Stated task >> Rewrite all the material below, putting "SVG path strings" in place of "compact SVG path data" everywhere and changing nothing else. Leave out the pictures.

Source records >>

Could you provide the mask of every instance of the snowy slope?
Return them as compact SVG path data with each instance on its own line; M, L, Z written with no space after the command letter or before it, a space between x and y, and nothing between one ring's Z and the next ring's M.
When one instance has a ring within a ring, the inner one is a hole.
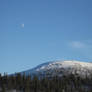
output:
M91 71L92 63L80 61L55 61L41 64L34 69L22 73L39 76L62 76L72 73L85 77L91 76Z

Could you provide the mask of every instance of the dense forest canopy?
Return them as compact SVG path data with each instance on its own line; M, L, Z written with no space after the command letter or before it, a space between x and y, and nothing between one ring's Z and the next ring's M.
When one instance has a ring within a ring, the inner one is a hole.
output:
M0 92L92 92L92 77L37 77L0 74Z

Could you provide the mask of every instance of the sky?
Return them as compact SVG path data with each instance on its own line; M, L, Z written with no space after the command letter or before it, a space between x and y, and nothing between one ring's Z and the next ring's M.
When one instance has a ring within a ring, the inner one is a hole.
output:
M0 73L56 60L92 61L92 0L0 0Z

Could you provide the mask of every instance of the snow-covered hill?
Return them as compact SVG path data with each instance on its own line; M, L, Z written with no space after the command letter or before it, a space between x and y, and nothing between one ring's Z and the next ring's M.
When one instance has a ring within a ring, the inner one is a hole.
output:
M82 77L92 75L92 63L80 62L80 61L55 61L48 62L37 66L34 69L30 69L22 72L26 75L38 75L38 76L62 76L68 74L76 74Z

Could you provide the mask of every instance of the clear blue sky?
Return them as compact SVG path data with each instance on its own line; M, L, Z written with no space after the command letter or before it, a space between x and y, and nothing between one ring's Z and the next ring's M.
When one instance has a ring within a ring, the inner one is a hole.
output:
M53 60L92 61L92 0L0 0L0 72Z

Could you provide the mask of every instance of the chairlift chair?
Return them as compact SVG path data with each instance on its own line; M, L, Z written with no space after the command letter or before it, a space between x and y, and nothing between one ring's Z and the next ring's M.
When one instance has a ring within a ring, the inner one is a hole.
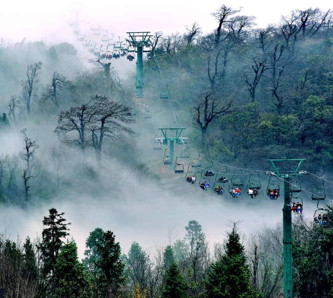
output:
M268 184L266 188L266 193L267 196L269 196L269 190L272 189L277 189L279 192L279 196L280 194L280 184L279 181L278 181L279 177L277 176L275 176L274 175L271 175L269 176L269 179L268 180Z
M195 180L196 180L196 174L195 174L195 172L194 171L191 171L189 169L190 164L189 164L187 166L187 171L186 172L186 174L185 175L185 179L187 179L187 177L190 176L191 177L192 177L193 176L194 176L194 178L195 178Z
M184 173L184 165L181 163L177 162L178 156L176 157L175 164L174 165L174 173L175 174L183 174Z
M203 182L204 182L205 181L206 181L206 182L207 182L208 183L208 185L209 185L209 187L210 188L210 180L209 180L209 178L205 177L205 178L202 178L201 179L200 179L199 180L198 185L199 185L199 186L200 186L200 188L201 188L201 183L202 183Z

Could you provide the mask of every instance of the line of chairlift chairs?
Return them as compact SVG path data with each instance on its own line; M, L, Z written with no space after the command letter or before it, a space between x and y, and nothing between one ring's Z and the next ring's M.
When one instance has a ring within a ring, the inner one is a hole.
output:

Exercise response >>
Could you provide the mask of every instance of the snowy slope?
Return them as SVG path strings with each instance on its own line; M, L, Z written with no space after the command letter or before it, a space between x and y, and nothing between one ring's Z and the next ring's M.
When one instance has a ring within a ring, the inner one is a hole.
output:
M91 71L92 63L80 61L55 61L41 64L34 69L22 73L39 76L62 76L72 73L85 77L91 76Z

Could you provide the mask of every instance of the dense forest canopy?
Return them as SVG path strings with each instance on its own line; M, L, Z written with no space after the command letter or before it, a space between x and y, and nothing between one ring's Z and the next ring's M.
When one instance has a ring within a ring, the inner one is a hole.
output:
M0 92L92 92L92 77L37 77L0 74Z

Could you provide the mask of every instance of the sky?
Return them as SVG path strings with each instance on its own line; M, L, Z written with no space after the command letter or before it, a space between x and y, and nothing between one ring's Z and the next ring's M.
When one instance has a ring within a ring, the inner one is a hole.
output:
M0 73L56 60L92 61L92 0L0 0Z

Could you provide the mask of every instance of the snow-covered hill?
Return them as SVG path strings with each instance on its own line; M, L, Z written with no space after the command letter or before it, a space between x and y, and nothing between one ring's Z and the next ring's M.
When one instance has a ring within a ring, the inner one is a hole.
output:
M82 77L92 75L92 63L80 62L80 61L55 61L48 62L37 66L34 69L30 69L22 72L26 75L38 75L38 76L62 76L68 74L76 74Z

Could you provide the mask of every instance of the clear blue sky?
Return them as SVG path strings with each instance on its own line; M, L, Z written with no space after the command letter or before it, a space between x and y, and nothing between one ring's Z and the next ring's M.
When one instance has a ring within a ring, the inner one is a hole.
output:
M53 60L92 61L92 0L0 0L0 72Z

Could you provide the mask of every instance of the chairlift chair?
Return them as SVG path strings with each instance on its own line; M, L, Z written with no space after the command letter or before it, a space between x and y, and nothing between one ring's Z and the next ring's M.
When one instance has a ring within a ring, the inner one is a hole.
output:
M268 184L266 188L266 193L267 196L269 196L269 190L272 189L277 189L279 192L279 196L280 194L280 184L279 181L278 181L279 177L277 176L275 176L274 175L271 175L269 176L269 179L268 180Z
M195 180L196 180L196 174L195 174L195 172L194 171L191 171L189 169L190 164L189 164L187 166L187 171L186 172L186 174L185 175L185 179L187 179L187 177L190 176L191 177L192 177L193 176L194 176L194 178L195 178Z
M184 173L184 165L181 163L177 162L178 156L176 157L175 164L174 165L174 173L175 174L183 174Z
M203 182L204 182L205 181L206 181L206 182L207 182L208 183L208 185L209 185L209 187L210 188L210 180L209 180L209 178L205 177L205 178L202 178L201 179L200 179L199 180L198 185L199 185L199 186L200 186L200 188L201 188L201 183L202 183Z

Could you provide the mask of every instance of the line of chairlift chairs?
Return them as SVG path strings with each instance on its own line; M, L, Z written with no space after the command letter or before it, a space between x and y, and nothing between one ring's Z and the next ring's M.
When one instance has a ring within a ring, the inner one is a hole.
output:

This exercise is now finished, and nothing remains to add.